Dataset records
━━━━━━━━━━━━━━━━
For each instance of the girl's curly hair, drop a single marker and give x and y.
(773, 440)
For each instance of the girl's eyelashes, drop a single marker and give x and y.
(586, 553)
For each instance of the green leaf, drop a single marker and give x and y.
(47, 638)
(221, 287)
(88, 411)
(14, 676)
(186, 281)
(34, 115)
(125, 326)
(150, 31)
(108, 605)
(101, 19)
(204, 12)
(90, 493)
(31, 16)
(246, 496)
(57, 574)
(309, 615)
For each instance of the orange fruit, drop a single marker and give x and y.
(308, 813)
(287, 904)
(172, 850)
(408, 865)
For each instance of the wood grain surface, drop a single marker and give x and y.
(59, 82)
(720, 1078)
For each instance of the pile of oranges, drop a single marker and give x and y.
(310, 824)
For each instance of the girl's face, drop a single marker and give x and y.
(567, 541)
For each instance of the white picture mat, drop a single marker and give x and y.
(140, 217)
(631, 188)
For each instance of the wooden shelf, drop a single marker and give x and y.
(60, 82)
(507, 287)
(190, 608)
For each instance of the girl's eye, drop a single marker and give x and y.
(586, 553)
━━━━━━━━━━━━━━━━
What you should do:
Rescale the data above by repeating every line, request lines included, with each x and y coordinate in the answers multiplied by 1.85 and rounded to a whole number, halves rounding up.

The result:
For each instance of the girl's curly hair, drop a single marker and give x and y.
(1430, 814)
For each instance of the girl's eyelashes, drop a single marker and give x and y.
(1084, 1023)
For each instance of the green leaf, drop a single marker and give x and y.
(87, 1180)
(409, 531)
(163, 760)
(26, 1251)
(344, 520)
(63, 213)
(231, 603)
(278, 57)
(200, 1119)
(187, 35)
(377, 22)
(167, 912)
(57, 30)
(455, 918)
(105, 1062)
(572, 1138)
For each instance of the orange fruit, drop a single marker and give x and y.
(570, 1504)
(531, 1672)
(318, 1573)
(755, 1600)
For each instance of the wood grain surface, drop a single marker and give x and y.
(109, 152)
(1332, 1994)
For each instance of the pile of oranges, drop a single marker and give x and y.
(574, 1524)
For each instance of the girl's face, drop a single marker and give x and y.
(1049, 1001)
For each instance of the white picture mat, drop a single marker and give x and y.
(259, 401)
(1167, 348)
For each instance of the wooden shelf, drop a single marker and give x and y.
(111, 152)
(938, 531)
(352, 1125)
For each instance of the girl's eye, drop a single marker and give x and y.
(1084, 1023)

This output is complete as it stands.